# Written instruction
Copy out, unchanged, the lines running from the start of the items through the line holding "[[[393,91],[393,39],[374,35],[374,90]]]", inclusive.

Boundary labeling items:
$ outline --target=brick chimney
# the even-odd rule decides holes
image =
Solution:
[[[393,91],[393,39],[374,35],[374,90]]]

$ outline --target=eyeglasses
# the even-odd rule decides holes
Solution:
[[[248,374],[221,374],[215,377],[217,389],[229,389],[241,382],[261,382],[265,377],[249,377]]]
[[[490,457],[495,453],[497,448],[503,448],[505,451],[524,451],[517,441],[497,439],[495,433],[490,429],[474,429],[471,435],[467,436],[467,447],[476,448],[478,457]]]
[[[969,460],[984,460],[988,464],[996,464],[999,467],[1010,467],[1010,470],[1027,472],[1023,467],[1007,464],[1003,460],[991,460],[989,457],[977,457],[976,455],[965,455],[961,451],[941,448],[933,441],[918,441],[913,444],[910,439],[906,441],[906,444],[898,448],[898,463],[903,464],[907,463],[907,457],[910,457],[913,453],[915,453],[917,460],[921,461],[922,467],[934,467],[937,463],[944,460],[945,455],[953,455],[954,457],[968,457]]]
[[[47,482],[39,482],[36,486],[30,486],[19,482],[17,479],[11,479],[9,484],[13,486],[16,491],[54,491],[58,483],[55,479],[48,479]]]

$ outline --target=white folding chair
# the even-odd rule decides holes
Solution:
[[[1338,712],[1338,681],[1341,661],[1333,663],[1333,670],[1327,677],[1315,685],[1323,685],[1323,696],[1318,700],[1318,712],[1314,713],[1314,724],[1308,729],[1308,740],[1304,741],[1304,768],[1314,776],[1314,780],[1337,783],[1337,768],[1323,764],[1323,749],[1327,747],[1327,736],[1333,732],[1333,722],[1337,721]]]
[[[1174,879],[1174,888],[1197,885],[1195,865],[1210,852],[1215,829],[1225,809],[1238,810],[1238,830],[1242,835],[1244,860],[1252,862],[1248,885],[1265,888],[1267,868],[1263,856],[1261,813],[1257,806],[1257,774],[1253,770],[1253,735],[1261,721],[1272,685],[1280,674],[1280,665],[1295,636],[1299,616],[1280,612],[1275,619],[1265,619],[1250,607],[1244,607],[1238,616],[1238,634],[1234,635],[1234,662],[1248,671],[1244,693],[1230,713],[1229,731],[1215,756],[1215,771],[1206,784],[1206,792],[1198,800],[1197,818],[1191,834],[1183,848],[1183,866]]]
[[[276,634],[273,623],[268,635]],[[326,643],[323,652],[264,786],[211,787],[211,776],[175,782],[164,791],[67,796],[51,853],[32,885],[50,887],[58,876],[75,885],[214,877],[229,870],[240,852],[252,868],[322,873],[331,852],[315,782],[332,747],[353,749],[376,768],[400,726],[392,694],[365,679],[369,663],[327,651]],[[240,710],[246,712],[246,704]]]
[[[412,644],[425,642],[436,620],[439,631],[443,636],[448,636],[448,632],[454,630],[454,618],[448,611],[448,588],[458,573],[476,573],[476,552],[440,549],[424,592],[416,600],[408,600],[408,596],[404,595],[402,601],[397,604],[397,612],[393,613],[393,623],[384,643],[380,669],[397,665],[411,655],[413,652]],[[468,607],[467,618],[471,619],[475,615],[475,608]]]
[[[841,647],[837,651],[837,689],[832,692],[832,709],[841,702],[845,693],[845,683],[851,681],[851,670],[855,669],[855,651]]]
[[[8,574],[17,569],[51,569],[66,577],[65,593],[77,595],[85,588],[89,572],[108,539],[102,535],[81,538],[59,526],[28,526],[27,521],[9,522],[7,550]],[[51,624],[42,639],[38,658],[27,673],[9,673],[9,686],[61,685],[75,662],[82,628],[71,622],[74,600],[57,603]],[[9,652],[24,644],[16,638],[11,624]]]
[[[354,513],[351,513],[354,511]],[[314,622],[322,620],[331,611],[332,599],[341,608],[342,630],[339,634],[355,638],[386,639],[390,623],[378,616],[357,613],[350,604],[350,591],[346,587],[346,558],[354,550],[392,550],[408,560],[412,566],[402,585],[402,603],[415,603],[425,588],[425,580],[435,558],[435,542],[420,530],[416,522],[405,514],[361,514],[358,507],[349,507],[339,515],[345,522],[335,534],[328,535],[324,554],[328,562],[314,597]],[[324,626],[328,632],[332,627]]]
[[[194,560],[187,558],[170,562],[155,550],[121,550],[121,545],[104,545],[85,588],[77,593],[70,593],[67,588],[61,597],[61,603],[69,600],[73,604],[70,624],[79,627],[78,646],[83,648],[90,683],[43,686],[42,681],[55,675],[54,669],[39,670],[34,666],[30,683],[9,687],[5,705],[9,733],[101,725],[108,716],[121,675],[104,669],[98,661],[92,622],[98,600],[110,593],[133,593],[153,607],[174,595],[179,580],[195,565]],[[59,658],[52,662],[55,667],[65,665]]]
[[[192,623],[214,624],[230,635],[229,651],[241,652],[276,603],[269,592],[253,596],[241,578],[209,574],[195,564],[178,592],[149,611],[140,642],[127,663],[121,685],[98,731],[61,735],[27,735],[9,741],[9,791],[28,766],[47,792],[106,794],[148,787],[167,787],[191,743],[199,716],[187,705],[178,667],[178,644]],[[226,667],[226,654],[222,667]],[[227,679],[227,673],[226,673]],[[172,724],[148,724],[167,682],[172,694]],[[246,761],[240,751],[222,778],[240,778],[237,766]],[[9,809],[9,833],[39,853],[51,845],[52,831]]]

# Exercise solution
$ outline --target=brick chimney
# the even-odd rule decides holes
image =
Solution:
[[[393,91],[393,39],[374,35],[374,90]]]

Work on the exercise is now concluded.